======== WORKING DATA

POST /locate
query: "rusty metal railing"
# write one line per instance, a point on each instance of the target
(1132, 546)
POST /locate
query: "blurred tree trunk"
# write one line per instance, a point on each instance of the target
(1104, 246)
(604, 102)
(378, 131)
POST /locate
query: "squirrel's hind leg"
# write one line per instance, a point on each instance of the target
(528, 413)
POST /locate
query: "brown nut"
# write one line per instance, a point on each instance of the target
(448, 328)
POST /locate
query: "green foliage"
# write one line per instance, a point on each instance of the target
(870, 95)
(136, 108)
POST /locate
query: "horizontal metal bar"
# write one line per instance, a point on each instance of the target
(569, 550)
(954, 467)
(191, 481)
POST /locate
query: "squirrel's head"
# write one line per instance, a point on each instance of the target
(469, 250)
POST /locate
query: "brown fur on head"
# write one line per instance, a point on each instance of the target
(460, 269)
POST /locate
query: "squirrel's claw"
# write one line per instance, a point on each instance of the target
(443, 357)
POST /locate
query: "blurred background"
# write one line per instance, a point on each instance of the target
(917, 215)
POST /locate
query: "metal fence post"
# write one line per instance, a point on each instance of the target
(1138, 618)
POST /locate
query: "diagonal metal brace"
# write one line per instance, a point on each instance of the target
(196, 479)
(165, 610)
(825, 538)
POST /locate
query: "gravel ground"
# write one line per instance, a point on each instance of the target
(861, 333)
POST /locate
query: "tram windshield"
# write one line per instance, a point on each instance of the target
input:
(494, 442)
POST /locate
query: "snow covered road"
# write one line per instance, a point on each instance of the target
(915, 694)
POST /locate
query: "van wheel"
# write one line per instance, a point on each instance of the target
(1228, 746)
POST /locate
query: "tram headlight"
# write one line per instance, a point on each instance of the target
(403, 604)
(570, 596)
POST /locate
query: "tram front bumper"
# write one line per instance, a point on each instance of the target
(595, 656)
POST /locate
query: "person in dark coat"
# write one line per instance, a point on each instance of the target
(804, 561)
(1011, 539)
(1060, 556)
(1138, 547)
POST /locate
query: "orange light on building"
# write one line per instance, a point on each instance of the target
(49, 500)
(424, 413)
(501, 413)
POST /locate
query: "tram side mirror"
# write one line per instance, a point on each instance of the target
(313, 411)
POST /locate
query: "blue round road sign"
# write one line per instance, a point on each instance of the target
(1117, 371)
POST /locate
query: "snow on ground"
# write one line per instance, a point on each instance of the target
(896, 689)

================

== GOAL OF THE EXERCISE ==
Retype all of the data shown above, word for word.

== RESPONSE ==
POST /locate
query: "rusty metal railing"
# write one line per instance, a point on each instance of the target
(1132, 546)
POST /locate
query: "blurred tree trunk"
# write one line per instance, a point on each instance of the target
(1104, 246)
(604, 102)
(378, 131)
POST /locate
query: "squirrel's hind leg"
# write one line per instance, a point on each instance of the target
(528, 413)
POST /locate
query: "brown nut"
# write one line per instance, a point on each instance of the target
(448, 328)
POST /locate
query: "green foliage"
# write one line per instance, a point on each instance of the target
(870, 95)
(136, 108)
POST /locate
query: "horizontal metal bar"
# write one line per instance, a point on each instance of the target
(569, 550)
(954, 467)
(191, 481)
POST /locate
query: "squirrel's head"
# write one line per instance, a point on each instance of the target
(469, 250)
POST /locate
query: "brown fur on head"
# write one line per instance, a point on each instance of the target
(460, 269)
POST /locate
query: "squirrel's claw"
# write one line per instance, a point on each instance of the target
(443, 357)
POST /locate
query: "blurred background"
# write one line per instance, a point on each instance of the target
(917, 215)
POST /locate
query: "metal fence post"
# write one line per instance, a point on each instance of the target
(1138, 618)
POST /locate
query: "diagonal metal brace"
# write one line per instance, a point on each instance of the target
(196, 479)
(165, 610)
(825, 538)
POST /locate
query: "gravel ground"
# write one line per instance, a point on each instance of the target
(861, 333)
POST /locate
query: "tram windshield"
# write one line per instance, a point on each instance of the target
input:
(494, 442)
POST /locate
query: "snow covered road"
# write one line per instance, a point on each instance of the target
(915, 694)
POST /locate
query: "van wheel"
# write one line per instance, a point on each instance of the target
(1228, 746)
POST /locate
query: "tram headlight"
# write one line per instance, a point on each instance of the target
(403, 604)
(570, 596)
POST /locate
query: "tram front bumper"
# write one line per instance, a point on each instance of the target
(595, 656)
POST /locate
query: "person in dark coat"
# write one line per instance, a point on each instance of the target
(804, 561)
(1011, 539)
(1060, 556)
(1138, 547)
POST /locate
query: "orange light on building"
# write one line per instance, a point on each instance of the target
(49, 500)
(424, 413)
(501, 413)
POST /locate
query: "tram side mirror"
# write one line per instance, a point on each instance of the target
(313, 411)
POST /locate
query: "blue round road sign"
# write one line per instance, a point on each instance of the target
(1117, 371)
POST /locate
query: "snow on ground"
# write one line per instance, a point on each instance of the target
(896, 689)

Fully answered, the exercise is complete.